> **Tarefa 1**:
Coloque numa lista JSON de strings as linhas das entradas, uma string por linha e sem linhas em branco. Comece na linha que contém "Guideline: mark the insulated" e pare depois da linha que contém "[[24, 158], [53, 164]]".

> **Trecho do texto**:
====

Por SANDRA BITENCOURT & TARSO GENRO*
Observações sobre a decisão judicial que impediu a ONG Católicas pelo Direito de Decidir, de utilizar o termo “católicas”
“Nós, enquanto católicos, queremos que todos conheçam a verdade e sejam servos inúteis dela”. Este é o propósito declarado da Associação Centro Dom Bosco de Fé e Cultura, organização católica ultraconservadora, fundada em 2016, no Rio de Janeiro, autora do pedido para que ONG Católicas pelo Direito de Decidir, criada por mulheres cristãs que defendem o direito ao aborto nos casos já previstos em lei, percam a prerrogativa de usar o termo Católicas.
O Tribunal de Justiça de São Paulo (TJ-SP) concordou com as alegações e determinou nesta semana, 27, que a organização que defende o aborto legal não pode mais utilizar o termo “católicas” no nome. A decisão, do colegiado da 2ª Câmara de Direito Privado, alega que a finalidade da associação “revela incompatibilidade com os valores adotados pela Igreja Católica”, referendando a posição do pedido de que as mulheres da ONG “têm a pretensão de implementar agenda progressista e anticatólica em meio aos católicos”. O relator do recurso, desembargador José Carlos Ferreira Alves, determinou que a ONG CDD retire o termo do seu nome em até 15 dias, sob pena de multa diária de R$ 1 mil.
Dentre os principais propósitos do centro Dom Bosco está a defesa da fé. “Todas as atividades do Centro Dom Bosco partem do princípio — consignado de maneira sublime por Santo Tomás, na longínqua Idade Média — de que fé e razão não se contradizem, mas se complementam”, destacam no [i] Facebook da organização. De acordo com a Associação Dom Bosco, a ONG CDD tem como único motivo de existir, a propagação da falsa ideia de que é possível assassinar crianças no ventre materno e permanecer católico. Prosseguem: “repudiamos firmemente as reiteradas tentativas da extrema-mídia de tentar nos rotular como ultraconservadores. Somos apenas fiéis católicos que acreditam que a justiça precisa ser feita neste país”.

====

> **Extrato dos dados**:
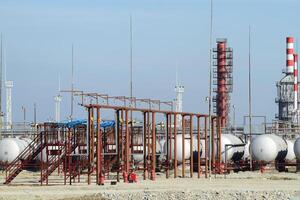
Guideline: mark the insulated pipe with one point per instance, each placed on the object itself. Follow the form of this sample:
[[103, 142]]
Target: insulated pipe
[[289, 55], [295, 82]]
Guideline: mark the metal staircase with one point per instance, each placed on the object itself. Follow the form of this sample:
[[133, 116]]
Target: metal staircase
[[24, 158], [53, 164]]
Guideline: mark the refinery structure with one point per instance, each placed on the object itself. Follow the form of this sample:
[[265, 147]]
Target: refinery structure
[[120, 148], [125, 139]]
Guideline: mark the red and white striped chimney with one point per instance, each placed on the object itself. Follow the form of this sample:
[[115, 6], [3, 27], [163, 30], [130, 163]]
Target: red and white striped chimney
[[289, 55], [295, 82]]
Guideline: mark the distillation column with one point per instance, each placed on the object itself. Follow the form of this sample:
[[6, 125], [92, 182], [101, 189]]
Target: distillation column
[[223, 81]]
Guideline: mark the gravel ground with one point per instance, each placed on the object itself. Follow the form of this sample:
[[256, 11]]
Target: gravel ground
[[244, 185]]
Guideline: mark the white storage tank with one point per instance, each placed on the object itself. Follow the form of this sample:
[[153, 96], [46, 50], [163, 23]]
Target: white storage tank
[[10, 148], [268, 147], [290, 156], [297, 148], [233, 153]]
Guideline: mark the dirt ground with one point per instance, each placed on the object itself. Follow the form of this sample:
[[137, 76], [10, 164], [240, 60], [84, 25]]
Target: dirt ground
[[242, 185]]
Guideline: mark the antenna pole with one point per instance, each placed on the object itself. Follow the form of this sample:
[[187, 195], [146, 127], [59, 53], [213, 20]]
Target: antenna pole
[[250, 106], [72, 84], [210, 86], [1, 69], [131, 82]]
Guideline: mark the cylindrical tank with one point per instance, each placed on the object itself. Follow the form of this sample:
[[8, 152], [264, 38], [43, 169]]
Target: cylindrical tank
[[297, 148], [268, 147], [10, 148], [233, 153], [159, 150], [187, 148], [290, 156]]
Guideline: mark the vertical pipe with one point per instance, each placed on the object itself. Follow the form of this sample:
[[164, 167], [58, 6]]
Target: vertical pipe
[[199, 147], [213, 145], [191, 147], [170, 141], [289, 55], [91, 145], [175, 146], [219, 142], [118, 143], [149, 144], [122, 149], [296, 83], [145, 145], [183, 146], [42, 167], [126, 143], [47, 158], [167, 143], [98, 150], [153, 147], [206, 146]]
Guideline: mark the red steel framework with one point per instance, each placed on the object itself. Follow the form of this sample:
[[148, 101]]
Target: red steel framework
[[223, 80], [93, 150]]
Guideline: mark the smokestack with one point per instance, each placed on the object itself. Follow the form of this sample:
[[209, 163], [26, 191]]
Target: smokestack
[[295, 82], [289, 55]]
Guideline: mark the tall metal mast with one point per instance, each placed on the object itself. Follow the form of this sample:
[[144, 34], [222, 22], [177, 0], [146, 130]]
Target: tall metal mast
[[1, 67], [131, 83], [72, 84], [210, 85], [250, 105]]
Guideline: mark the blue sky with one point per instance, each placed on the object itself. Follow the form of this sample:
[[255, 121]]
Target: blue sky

====

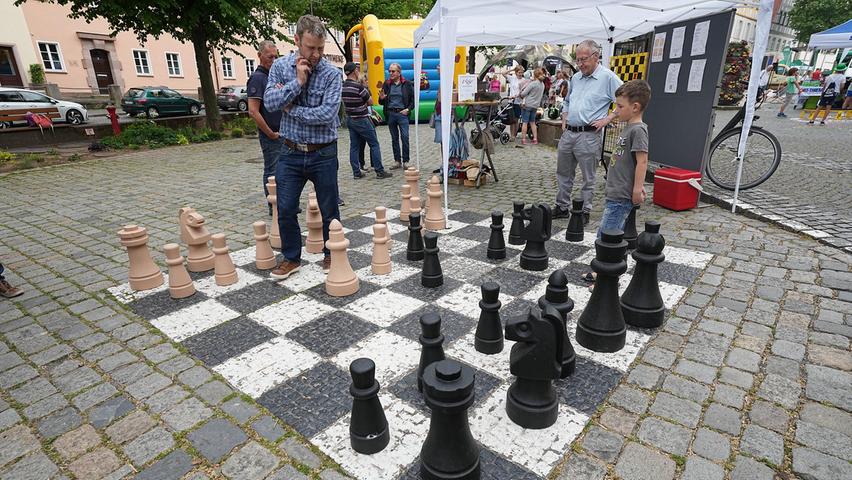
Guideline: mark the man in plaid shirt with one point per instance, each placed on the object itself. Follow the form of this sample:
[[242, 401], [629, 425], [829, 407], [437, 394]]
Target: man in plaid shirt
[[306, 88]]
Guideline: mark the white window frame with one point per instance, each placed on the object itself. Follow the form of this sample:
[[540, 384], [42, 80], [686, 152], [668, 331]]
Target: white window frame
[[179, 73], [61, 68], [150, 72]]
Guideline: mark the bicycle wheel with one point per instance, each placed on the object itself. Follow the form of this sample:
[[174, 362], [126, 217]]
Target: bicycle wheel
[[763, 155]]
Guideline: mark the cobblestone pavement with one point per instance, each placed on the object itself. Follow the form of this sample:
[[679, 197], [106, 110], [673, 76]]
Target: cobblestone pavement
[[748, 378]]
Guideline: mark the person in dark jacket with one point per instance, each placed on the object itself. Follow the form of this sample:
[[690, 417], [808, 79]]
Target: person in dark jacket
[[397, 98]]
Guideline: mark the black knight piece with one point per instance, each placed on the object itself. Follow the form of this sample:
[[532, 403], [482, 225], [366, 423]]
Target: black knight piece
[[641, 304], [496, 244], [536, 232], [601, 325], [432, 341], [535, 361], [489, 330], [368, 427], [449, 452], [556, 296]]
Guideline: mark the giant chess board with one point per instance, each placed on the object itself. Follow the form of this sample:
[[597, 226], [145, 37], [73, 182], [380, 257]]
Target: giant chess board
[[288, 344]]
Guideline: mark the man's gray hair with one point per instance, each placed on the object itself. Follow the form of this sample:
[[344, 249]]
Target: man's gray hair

====

> **Tarefa 2**:
Copie do texto sobre a decisão judicial a passagem que começa nas palavras "Por SANDRA BITENCOURT" e termina depois de "o termo Católicas.", sem alterar nada.

> **Resposta completa 1**:
[
  "Guideline: mark the insulated pipe with one point per instance, each placed on the object itself. Follow the form of this sample:",
  "[[103, 142]]",
  "Target: insulated pipe",
  "[[289, 55], [295, 82]]",
  "Guideline: mark the metal staircase with one point per instance, each placed on the object itself. Follow the form of this sample:",
  "[[133, 116]]",
  "Target: metal staircase",
  "[[24, 158], [53, 164]]"
]

> **Resposta completa 2**:
Por SANDRA BITENCOURT & TARSO GENRO*
Observações sobre a decisão judicial que impediu a ONG Católicas pelo Direito de Decidir, de utilizar o termo “católicas”
“Nós, enquanto católicos, queremos que todos conheçam a verdade e sejam servos inúteis dela”. Este é o propósito declarado da Associação Centro Dom Bosco de Fé e Cultura, organização católica ultraconservadora, fundada em 2016, no Rio de Janeiro, autora do pedido para que ONG Católicas pelo Direito de Decidir, criada por mulheres cristãs que defendem o direito ao aborto nos casos já previstos em lei, percam a prerrogativa de usar o termo Católicas.